Task set:
• A. According to the VYNPC ownership passage, what percentage of VYNPC does Central Maine Power own?
• B. Using the VYNPC ownership passage, explain why virtually all of the testimony before the Public Service Board models both a 55% share and a 92.5% share.
• C. Reproduce everything in the VYNPC ownership passage from "In other words, by" down to "possibly court) fees.".

Reading passage:
:::::
Currently, however, CVPS and GMP own 92.5% of VYNPC, with Central Maine Power owning the other 7.5%. Despite informal questioning and pre-filed and verbal testimony in PSB Docket 7440, how this ownership change took place and what its implications are for the RSA remains a mystery.[22]  This much is clear, however: ownership of VYNPC has changed.


In her February 11, 2009 pre-filed testimony, Mary Powell from GMP testified that: “Although GMP believes that Vermont is entitled to 92.5% of the revenue sharing benefits, I also understand that the issue of Vermont’s entitlement may be disputed in the future.” (p.5)  Under questioning at the Board on June 2, 2009, CVPS’s William Deehan noted that the now-former owners of VYNPC have told CVPS employees that they expect to receive a share of RSA revenues,[23] virtually assuring such a dispute.  At best, considerable uncertainty persists, such that virtually all of the testimony before the Public Service Board models both a 55% share and a 92.5% share.[24]


Ultimately, this question will almost certainly be sorted out by lawyers,[25] either through negotiation or through the courts. This assures that even if Vermont utilities do receive the higher share at the end of the day, there will be significant offsetting legal costs involved to obtain it.  (None of the testimony makes any allowance for this obvious eventuality).  It is also worth noting that, since this needs to be settled by either negotiation or litigation, there will be an overhang of uncertainty until it is resolved, which could last for years.


Dollars and No Sense


In other words, by stringing together an exceedingly improbable concatenation of assumptions about the future, there could be as much as $165 million dollars of VYNPC’s portion of “excess revenues” to be shared over the ten-year period of the MOU. This would imply savings for Vermonters of around $90-150 million, depending on whether the allocation is ultimately fixed at 55% or at 92.5%.  It’s quite clear that the higher figure would be subject to some reduction by legal (and possibly court) fees.
:::::
Referring expression data:
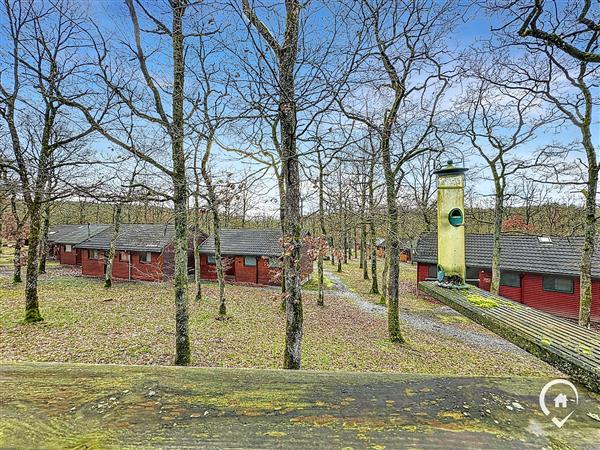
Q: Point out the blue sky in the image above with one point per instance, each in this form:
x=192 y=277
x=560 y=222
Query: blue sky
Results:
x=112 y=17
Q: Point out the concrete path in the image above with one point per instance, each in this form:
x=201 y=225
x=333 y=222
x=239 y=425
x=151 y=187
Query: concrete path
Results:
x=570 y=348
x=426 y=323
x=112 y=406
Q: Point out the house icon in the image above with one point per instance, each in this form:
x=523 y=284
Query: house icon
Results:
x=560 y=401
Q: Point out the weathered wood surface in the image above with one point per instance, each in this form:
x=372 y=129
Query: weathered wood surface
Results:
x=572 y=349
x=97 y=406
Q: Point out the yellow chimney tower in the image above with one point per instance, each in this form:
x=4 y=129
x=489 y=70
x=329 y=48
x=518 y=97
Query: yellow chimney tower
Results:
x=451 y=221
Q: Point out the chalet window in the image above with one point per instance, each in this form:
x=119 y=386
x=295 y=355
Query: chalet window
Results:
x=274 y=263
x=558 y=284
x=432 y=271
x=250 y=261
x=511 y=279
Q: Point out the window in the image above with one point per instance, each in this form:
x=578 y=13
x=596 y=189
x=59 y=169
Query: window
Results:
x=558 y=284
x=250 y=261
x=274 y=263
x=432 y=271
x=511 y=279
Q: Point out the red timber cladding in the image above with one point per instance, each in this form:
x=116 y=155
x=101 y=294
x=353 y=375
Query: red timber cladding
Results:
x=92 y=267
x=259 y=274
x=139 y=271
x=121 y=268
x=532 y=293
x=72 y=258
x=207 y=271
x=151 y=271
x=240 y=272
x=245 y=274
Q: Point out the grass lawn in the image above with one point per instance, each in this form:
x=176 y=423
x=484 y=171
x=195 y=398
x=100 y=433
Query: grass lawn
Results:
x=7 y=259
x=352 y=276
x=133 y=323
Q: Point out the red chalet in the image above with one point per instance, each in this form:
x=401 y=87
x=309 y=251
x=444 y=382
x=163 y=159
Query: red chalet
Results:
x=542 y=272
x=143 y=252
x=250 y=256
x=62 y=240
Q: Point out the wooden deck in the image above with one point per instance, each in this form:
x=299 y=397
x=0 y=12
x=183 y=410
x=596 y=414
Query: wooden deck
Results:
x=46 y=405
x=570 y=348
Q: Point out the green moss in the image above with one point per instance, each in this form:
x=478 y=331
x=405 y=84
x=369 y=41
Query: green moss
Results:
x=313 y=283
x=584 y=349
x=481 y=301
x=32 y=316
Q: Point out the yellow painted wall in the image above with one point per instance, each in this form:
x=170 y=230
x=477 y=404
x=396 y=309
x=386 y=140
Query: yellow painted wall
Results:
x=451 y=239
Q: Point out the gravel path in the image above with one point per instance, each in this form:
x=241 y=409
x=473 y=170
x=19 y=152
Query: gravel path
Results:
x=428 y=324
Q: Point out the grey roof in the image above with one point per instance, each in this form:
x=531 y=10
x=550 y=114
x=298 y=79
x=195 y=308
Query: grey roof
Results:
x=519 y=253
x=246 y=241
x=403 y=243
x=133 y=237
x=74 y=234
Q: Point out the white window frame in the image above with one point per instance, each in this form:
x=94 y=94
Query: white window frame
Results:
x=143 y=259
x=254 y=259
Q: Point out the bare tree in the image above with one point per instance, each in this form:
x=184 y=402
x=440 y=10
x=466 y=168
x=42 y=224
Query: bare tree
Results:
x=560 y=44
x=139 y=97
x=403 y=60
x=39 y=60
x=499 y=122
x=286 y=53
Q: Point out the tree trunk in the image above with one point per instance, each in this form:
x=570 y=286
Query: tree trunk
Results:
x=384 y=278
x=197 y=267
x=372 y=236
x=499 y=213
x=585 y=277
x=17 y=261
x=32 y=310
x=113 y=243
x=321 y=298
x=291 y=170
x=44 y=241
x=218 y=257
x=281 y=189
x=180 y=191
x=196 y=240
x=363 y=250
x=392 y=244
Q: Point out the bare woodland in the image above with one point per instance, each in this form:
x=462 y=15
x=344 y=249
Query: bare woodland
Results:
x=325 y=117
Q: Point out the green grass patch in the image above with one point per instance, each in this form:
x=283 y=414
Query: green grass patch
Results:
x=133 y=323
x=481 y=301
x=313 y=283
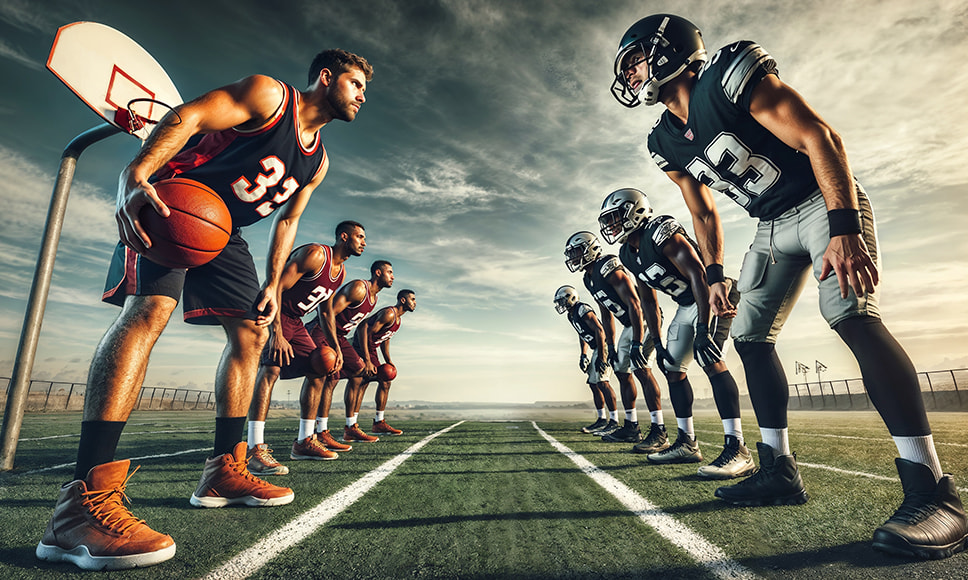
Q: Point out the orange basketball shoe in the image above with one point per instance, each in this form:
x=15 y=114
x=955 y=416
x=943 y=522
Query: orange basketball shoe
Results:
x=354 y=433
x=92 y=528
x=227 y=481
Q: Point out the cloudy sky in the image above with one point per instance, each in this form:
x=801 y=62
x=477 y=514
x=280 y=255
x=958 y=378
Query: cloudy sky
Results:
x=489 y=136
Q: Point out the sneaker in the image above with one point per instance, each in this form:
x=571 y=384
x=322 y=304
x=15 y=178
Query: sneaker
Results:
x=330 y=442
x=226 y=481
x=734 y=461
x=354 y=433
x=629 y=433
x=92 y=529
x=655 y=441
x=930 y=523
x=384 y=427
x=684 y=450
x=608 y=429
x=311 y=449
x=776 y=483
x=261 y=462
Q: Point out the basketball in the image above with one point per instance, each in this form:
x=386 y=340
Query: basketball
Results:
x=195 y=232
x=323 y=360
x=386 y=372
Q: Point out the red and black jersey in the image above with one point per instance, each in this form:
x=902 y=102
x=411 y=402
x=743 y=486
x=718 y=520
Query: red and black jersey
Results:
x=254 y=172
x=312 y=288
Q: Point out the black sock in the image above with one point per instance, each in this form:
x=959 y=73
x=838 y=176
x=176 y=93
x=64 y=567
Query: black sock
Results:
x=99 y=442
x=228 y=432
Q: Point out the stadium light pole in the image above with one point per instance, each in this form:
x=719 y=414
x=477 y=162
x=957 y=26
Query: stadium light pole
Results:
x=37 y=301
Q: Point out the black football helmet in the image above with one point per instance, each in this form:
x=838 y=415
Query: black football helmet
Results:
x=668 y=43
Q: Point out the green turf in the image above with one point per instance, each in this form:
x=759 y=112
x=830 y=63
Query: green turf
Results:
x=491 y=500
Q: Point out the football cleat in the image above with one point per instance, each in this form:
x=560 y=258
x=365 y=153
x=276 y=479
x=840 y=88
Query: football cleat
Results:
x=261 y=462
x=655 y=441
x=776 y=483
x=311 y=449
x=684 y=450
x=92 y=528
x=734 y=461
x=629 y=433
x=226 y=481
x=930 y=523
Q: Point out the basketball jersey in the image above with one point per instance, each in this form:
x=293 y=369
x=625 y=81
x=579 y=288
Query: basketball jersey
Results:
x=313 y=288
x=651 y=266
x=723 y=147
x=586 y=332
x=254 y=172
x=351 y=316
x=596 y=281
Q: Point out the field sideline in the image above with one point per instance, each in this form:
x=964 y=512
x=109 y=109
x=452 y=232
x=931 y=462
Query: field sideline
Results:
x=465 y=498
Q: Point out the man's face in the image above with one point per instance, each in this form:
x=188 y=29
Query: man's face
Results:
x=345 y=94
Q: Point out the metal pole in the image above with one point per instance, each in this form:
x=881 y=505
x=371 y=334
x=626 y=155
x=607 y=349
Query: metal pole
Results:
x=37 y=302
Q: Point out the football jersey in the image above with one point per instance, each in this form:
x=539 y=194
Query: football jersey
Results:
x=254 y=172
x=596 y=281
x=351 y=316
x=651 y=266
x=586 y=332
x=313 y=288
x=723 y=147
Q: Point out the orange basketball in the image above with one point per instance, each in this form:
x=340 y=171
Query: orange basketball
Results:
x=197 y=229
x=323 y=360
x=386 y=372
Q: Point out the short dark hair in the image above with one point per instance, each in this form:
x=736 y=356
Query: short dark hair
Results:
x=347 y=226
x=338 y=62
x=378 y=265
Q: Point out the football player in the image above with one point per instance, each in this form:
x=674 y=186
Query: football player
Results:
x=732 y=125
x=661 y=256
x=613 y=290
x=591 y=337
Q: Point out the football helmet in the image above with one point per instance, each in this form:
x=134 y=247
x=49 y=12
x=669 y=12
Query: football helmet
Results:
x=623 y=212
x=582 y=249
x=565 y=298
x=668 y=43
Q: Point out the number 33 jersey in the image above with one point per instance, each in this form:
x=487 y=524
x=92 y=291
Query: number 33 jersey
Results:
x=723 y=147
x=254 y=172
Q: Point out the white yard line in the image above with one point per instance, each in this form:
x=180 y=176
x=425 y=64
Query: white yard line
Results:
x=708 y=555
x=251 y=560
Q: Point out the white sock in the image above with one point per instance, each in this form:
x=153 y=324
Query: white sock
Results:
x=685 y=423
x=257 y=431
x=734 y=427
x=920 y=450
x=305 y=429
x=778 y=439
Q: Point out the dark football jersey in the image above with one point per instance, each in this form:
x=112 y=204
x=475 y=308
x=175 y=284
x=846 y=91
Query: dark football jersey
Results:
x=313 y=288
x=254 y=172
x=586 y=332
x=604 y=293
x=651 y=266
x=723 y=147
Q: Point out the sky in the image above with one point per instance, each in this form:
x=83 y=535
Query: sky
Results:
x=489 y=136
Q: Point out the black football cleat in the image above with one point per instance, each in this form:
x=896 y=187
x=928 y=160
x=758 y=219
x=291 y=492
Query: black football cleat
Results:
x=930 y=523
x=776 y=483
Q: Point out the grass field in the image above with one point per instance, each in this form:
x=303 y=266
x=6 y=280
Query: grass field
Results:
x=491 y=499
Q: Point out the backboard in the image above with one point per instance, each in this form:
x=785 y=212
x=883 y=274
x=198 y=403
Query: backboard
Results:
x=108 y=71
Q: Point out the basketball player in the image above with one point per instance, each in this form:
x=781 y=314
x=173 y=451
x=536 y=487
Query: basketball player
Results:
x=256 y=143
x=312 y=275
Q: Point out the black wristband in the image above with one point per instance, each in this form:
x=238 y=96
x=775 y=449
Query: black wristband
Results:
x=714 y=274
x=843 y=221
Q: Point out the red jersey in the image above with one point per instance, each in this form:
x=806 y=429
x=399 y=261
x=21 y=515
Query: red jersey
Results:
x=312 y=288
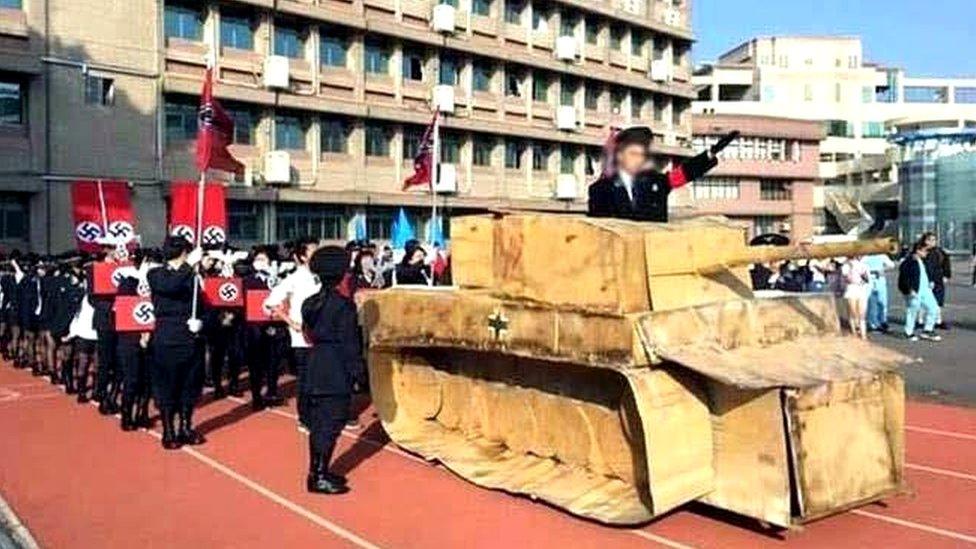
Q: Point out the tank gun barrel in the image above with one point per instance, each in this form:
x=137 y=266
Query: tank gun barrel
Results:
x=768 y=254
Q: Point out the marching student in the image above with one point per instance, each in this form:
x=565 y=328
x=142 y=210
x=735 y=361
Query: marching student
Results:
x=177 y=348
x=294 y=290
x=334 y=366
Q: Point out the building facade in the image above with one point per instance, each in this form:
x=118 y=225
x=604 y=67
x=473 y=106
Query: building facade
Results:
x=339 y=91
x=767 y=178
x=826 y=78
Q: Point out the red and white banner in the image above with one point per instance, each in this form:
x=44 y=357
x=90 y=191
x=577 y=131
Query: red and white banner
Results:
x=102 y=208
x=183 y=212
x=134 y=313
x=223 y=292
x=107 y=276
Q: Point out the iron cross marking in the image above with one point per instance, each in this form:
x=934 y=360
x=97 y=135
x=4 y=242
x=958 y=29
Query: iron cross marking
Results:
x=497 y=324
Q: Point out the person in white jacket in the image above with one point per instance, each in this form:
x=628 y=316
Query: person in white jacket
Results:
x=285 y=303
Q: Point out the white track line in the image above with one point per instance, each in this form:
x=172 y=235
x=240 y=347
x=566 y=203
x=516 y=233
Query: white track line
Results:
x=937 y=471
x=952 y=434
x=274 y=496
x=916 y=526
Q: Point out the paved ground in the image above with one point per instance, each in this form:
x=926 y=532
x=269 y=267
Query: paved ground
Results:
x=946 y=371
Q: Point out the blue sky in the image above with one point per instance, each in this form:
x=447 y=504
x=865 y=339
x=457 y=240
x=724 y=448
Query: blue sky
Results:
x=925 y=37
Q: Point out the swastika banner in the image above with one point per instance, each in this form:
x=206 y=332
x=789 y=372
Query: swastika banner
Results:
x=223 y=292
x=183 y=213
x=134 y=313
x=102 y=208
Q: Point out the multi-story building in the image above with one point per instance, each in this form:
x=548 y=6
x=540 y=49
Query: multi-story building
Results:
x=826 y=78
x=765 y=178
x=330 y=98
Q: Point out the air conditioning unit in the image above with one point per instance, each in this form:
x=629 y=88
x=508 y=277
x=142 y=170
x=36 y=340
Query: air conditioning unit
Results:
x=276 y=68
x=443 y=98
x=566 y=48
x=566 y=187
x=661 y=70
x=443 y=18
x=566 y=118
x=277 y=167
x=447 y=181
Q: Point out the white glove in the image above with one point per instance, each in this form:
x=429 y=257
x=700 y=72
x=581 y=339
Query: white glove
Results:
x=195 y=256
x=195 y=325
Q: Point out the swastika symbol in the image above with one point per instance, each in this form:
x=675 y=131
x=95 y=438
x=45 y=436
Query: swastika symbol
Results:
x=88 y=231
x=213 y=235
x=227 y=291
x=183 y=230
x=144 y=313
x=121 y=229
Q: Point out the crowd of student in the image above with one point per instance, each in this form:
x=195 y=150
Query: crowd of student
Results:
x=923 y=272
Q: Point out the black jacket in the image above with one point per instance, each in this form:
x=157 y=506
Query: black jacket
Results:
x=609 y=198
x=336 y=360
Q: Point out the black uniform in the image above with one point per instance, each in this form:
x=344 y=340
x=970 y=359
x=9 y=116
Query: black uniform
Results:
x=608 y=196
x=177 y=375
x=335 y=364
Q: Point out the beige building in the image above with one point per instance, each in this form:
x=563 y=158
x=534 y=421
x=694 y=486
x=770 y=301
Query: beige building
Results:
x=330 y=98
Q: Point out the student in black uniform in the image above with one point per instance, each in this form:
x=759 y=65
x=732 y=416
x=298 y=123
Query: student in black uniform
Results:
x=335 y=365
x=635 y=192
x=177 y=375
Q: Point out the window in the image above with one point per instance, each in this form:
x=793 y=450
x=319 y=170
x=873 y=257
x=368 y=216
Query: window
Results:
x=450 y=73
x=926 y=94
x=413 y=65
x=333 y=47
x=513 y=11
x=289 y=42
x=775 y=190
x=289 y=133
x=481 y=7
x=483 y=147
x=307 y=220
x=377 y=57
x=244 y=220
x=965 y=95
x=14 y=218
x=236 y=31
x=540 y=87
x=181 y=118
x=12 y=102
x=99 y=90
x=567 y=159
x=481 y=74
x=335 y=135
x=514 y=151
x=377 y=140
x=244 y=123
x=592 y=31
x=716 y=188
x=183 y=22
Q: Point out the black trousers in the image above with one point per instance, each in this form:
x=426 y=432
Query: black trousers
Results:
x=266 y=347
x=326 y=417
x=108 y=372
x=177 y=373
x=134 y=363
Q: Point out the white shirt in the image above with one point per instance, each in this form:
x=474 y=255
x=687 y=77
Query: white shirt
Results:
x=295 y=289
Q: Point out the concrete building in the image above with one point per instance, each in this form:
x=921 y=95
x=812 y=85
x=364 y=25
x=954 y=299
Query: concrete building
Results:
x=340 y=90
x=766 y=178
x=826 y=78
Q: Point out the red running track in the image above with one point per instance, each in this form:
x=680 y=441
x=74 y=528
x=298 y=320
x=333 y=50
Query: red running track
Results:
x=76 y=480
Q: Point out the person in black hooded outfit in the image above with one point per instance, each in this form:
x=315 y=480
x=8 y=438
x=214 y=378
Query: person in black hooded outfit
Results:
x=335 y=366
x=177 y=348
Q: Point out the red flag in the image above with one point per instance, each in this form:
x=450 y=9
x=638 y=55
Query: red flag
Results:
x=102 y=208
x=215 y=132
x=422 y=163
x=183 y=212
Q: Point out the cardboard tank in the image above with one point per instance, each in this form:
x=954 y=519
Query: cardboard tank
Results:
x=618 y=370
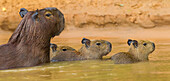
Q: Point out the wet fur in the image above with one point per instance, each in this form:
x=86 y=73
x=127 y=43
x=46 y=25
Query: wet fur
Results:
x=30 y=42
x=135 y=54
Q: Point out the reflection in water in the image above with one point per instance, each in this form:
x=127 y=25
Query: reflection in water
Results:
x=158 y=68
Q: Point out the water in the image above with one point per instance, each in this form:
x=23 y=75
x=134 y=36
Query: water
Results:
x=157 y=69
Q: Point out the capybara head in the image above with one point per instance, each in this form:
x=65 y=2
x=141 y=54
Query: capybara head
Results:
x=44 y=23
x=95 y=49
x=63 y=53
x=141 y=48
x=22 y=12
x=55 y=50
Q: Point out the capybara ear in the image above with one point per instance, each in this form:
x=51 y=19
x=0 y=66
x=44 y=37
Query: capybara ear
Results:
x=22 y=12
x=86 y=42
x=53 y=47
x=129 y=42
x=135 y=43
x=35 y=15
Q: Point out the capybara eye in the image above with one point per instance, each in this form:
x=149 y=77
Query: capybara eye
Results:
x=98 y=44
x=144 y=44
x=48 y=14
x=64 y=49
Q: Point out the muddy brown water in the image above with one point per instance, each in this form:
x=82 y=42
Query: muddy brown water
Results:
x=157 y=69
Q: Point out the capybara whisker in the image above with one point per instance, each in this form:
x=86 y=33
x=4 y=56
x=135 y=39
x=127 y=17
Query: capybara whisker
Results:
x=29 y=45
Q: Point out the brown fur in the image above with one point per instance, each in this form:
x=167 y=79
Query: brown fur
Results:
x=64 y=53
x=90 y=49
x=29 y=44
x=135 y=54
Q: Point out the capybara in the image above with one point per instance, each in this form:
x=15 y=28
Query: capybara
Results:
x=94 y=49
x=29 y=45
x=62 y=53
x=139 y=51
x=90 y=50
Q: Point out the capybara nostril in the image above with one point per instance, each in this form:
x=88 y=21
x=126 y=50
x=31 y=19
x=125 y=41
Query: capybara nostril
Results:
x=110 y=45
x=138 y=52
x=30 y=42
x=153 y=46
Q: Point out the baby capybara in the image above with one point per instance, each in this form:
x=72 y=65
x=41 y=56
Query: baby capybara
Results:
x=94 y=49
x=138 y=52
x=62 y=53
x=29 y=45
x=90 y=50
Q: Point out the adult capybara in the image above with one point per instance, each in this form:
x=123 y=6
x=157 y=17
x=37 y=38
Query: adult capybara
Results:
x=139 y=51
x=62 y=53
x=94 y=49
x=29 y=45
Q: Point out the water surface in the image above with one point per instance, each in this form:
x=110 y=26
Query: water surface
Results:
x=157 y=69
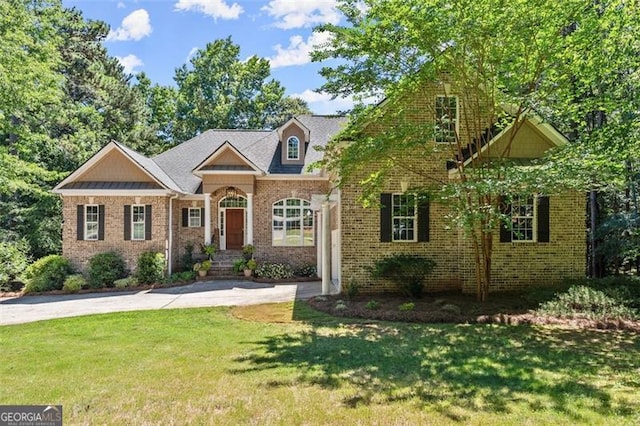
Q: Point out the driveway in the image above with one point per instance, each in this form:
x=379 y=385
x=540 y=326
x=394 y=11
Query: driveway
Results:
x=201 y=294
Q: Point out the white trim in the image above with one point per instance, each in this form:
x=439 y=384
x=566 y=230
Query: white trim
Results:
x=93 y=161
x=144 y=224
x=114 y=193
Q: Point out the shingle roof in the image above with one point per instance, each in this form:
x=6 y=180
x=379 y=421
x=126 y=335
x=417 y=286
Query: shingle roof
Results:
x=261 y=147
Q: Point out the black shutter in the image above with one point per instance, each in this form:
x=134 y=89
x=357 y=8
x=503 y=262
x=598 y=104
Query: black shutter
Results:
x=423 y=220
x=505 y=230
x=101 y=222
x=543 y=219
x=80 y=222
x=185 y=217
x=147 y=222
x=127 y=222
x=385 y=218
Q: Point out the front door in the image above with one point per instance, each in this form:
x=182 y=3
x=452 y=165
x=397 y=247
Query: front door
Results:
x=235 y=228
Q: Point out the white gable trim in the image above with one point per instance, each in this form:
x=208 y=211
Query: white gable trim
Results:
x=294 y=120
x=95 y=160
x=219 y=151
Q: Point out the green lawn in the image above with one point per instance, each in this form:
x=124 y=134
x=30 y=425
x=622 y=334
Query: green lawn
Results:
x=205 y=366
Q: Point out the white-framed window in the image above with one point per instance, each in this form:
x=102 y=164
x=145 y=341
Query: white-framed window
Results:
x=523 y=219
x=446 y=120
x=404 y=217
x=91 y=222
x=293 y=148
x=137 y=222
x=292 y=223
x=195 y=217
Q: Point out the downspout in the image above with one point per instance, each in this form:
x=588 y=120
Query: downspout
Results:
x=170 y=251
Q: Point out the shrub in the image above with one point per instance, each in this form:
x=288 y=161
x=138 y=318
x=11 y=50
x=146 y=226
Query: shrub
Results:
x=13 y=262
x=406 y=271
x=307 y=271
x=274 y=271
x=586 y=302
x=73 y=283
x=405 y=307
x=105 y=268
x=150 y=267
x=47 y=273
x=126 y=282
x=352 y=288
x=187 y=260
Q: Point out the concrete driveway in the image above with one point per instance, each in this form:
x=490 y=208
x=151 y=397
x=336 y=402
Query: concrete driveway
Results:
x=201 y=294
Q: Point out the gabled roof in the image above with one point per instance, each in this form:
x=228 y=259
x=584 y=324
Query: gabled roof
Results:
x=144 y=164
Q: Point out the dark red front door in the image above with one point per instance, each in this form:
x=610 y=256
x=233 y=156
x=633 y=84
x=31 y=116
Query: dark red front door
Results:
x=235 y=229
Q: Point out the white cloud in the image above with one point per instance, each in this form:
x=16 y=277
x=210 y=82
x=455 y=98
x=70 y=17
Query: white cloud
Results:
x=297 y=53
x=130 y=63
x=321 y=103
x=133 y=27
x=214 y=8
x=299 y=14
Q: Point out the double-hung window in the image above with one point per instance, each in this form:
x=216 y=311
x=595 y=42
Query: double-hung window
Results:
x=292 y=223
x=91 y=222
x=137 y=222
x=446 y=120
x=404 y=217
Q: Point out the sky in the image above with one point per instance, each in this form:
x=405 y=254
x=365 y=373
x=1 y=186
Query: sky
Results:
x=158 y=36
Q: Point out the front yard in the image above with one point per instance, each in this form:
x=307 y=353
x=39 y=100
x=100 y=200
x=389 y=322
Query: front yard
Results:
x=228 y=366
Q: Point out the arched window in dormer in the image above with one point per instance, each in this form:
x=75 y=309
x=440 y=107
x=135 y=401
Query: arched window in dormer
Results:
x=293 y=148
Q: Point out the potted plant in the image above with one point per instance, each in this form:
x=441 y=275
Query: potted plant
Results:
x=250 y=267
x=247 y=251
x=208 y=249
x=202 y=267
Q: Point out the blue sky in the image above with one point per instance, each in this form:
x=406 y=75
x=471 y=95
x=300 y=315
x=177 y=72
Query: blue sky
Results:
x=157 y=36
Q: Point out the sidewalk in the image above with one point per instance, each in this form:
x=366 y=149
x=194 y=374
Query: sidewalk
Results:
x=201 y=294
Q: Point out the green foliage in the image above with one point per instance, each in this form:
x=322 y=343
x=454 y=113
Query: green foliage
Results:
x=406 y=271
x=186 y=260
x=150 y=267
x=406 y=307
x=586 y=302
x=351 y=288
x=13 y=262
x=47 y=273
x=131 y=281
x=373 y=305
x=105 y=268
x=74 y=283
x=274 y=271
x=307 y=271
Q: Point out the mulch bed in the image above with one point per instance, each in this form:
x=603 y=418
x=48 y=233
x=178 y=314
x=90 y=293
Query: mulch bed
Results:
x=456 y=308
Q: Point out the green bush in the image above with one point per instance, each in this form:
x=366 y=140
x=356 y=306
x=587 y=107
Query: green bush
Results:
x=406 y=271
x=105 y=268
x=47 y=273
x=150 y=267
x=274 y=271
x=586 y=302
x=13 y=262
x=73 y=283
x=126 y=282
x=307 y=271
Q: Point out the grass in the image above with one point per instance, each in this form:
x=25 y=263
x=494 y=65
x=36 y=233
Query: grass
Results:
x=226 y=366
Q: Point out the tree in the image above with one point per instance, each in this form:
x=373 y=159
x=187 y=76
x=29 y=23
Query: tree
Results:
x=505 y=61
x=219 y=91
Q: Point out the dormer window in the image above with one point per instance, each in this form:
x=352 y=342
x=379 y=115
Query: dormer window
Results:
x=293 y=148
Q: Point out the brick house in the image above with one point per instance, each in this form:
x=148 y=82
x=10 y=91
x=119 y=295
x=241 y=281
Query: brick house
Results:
:::::
Answers:
• A. 7.5%

• B. Considerable uncertainty persists over Vermont's entitlement to the revenue sharing benefits. GMP's Mary Powell acknowledged that the entitlement may be disputed. CVPS's William Deehan noted that the former owners of VYNPC expect to receive a share of RSA revenues, which virtually assures such a dispute.

• C.
In other words, by stringing together an exceedingly improbable concatenation of assumptions about the future, there could be as much as $165 million dollars of VYNPC’s portion of “excess revenues” to be shared over the ten-year period of the MOU. This would imply savings for Vermonters of around $90-150 million, depending on whether the allocation is ultimately fixed at 55% or at 92.5%.  It’s quite clear that the higher figure would be subject to some reduction by legal (and possibly court) fees.